-- Task directions --
Can you lay out every line of the records below as a Markdown table with the columns "Row" and "Line," numbering each row and leaving out blank lines?

-- Dataset excerpts --

===============

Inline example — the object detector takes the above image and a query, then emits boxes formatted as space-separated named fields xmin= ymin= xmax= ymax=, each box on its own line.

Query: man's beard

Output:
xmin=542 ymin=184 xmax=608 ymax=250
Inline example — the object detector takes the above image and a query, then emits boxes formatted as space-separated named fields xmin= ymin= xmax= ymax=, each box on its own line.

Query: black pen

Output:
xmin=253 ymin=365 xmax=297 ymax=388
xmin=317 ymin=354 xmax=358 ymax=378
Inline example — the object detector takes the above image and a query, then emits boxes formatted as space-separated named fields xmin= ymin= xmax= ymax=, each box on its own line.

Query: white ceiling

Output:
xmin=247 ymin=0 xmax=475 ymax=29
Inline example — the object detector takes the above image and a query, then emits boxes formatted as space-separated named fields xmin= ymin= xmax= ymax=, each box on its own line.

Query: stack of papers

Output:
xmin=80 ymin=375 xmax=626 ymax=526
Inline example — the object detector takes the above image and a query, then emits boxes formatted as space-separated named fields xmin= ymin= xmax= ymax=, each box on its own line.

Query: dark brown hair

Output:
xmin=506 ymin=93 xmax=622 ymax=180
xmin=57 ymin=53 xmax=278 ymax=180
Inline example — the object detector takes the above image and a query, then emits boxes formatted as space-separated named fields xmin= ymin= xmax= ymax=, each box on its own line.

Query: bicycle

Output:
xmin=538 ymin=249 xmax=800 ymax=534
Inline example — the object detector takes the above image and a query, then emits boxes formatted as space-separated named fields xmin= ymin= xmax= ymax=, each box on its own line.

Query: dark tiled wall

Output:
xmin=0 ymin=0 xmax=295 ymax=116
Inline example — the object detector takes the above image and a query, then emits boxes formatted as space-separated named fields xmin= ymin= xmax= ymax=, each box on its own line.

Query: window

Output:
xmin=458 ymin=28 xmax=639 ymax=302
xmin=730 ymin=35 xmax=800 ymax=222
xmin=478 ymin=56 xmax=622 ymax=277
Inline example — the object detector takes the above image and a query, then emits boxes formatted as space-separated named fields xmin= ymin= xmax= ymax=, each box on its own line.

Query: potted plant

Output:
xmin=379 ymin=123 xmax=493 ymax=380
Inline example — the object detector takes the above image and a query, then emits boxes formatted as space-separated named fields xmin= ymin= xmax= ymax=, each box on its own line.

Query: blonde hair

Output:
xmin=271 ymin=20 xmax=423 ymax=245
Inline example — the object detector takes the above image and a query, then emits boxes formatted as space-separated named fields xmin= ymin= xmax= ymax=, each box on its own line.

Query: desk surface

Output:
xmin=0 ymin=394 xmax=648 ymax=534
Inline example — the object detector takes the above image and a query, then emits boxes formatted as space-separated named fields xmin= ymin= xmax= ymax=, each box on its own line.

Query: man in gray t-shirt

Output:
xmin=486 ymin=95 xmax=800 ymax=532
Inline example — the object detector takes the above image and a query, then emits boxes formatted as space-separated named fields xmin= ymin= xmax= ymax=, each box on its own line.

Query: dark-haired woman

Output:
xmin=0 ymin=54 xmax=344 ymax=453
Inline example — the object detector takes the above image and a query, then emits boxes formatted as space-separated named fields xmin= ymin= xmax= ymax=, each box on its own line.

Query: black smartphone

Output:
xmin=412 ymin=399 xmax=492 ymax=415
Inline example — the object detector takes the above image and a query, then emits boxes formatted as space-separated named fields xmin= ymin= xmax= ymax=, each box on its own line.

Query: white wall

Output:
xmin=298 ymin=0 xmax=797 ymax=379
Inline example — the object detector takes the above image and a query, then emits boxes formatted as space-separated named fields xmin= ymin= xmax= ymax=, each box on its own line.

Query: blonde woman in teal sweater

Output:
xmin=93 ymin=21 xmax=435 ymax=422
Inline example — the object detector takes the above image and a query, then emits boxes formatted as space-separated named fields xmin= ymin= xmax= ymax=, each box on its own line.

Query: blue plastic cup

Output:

===============

-- Full answer --
| Row | Line |
|---|---|
| 1 | Inline example — the object detector takes the above image and a query, then emits boxes formatted as space-separated named fields xmin= ymin= xmax= ymax=, each box on its own line. |
| 2 | Query: man's beard |
| 3 | Output: |
| 4 | xmin=542 ymin=184 xmax=608 ymax=250 |
| 5 | Inline example — the object detector takes the above image and a query, then emits boxes formatted as space-separated named fields xmin= ymin= xmax= ymax=, each box on its own line. |
| 6 | Query: black pen |
| 7 | Output: |
| 8 | xmin=253 ymin=365 xmax=297 ymax=388 |
| 9 | xmin=317 ymin=354 xmax=358 ymax=378 |
| 10 | Inline example — the object detector takes the above image and a query, then emits boxes formatted as space-separated named fields xmin= ymin= xmax= ymax=, each box on its own line. |
| 11 | Query: white ceiling |
| 12 | Output: |
| 13 | xmin=247 ymin=0 xmax=475 ymax=29 |
| 14 | Inline example — the object detector takes the above image and a query, then emits boxes formatted as space-separated named fields xmin= ymin= xmax= ymax=, each box on its own line. |
| 15 | Query: stack of papers |
| 16 | Output: |
| 17 | xmin=80 ymin=375 xmax=626 ymax=526 |
| 18 | Inline example — the object detector takes the above image and a query, then emits boxes formatted as space-separated named fields xmin= ymin= xmax= ymax=, each box on its own line. |
| 19 | Query: dark brown hair |
| 20 | Output: |
| 21 | xmin=506 ymin=93 xmax=622 ymax=180 |
| 22 | xmin=57 ymin=53 xmax=278 ymax=180 |
| 23 | Inline example — the object detector takes the above image and a query, then emits boxes formatted as space-separated named fields xmin= ymin= xmax= ymax=, each box on its own line. |
| 24 | Query: bicycle |
| 25 | Output: |
| 26 | xmin=538 ymin=249 xmax=800 ymax=534 |
| 27 | Inline example — the object detector takes the above image and a query, then emits boxes formatted as space-separated named fields xmin= ymin= xmax= ymax=, each box on its own line. |
| 28 | Query: dark tiled wall |
| 29 | Output: |
| 30 | xmin=0 ymin=0 xmax=295 ymax=116 |
| 31 | Inline example — the object detector takes the above image and a query, then emits boxes formatted as space-separated named fields xmin= ymin= xmax= ymax=, each box on its own line. |
| 32 | Query: window |
| 33 | Output: |
| 34 | xmin=458 ymin=28 xmax=639 ymax=302 |
| 35 | xmin=730 ymin=35 xmax=800 ymax=222 |
| 36 | xmin=478 ymin=56 xmax=622 ymax=277 |
| 37 | Inline example — the object detector takes the above image and a query, then emits boxes formatted as space-separated named fields xmin= ymin= xmax= ymax=, each box on its own line. |
| 38 | Query: potted plant |
| 39 | Output: |
| 40 | xmin=379 ymin=123 xmax=493 ymax=380 |
| 41 | Inline example — the object detector takes the above image and a query, then emits boxes formatted as space-separated named fields xmin= ymin= xmax= ymax=, each box on its own line. |
| 42 | Query: blonde hair |
| 43 | Output: |
| 44 | xmin=271 ymin=20 xmax=423 ymax=245 |
| 45 | Inline example — the object detector takes the above image and a query, then emits boxes formatted as space-separated named fields xmin= ymin= xmax= ymax=, each box on its own line. |
| 46 | Query: desk surface |
| 47 | Output: |
| 48 | xmin=0 ymin=394 xmax=648 ymax=534 |
| 49 | Inline example — the object detector takes the above image and a query, then emits boxes formatted as space-separated named fields xmin= ymin= xmax= ymax=, each box on its own line. |
| 50 | Query: man in gray t-shirt |
| 51 | Output: |
| 52 | xmin=486 ymin=95 xmax=800 ymax=532 |
| 53 | Inline example — the object detector takes the above image and a query, then emits boxes formatted as space-separated named fields xmin= ymin= xmax= ymax=, each box on its own line. |
| 54 | Query: dark-haired woman |
| 55 | Output: |
| 56 | xmin=0 ymin=54 xmax=344 ymax=453 |
| 57 | Inline example — the object detector takes the above image and a query, then emits boxes formatted as space-separated named fields xmin= ymin= xmax= ymax=, each box on its own line. |
| 58 | Query: black smartphone |
| 59 | Output: |
| 60 | xmin=412 ymin=399 xmax=492 ymax=415 |
| 61 | Inline example — the object detector takes the above image and a query, then emits boxes formatted as space-separated named fields xmin= ymin= xmax= ymax=, each box on its own line. |
| 62 | Query: white wall |
| 63 | Output: |
| 64 | xmin=298 ymin=0 xmax=797 ymax=379 |
| 65 | Inline example — the object detector takes the above image and a query, then emits boxes formatted as space-separated named fields xmin= ymin= xmax= ymax=, each box on its own line. |
| 66 | Query: blonde woman in teal sweater |
| 67 | Output: |
| 68 | xmin=93 ymin=21 xmax=435 ymax=422 |
| 69 | Inline example — the object detector takes the above image and a query, then emits boxes formatted as space-separated named fields xmin= ymin= xmax= ymax=, each box on its own line. |
| 70 | Query: blue plastic cup |
| 71 | Output: |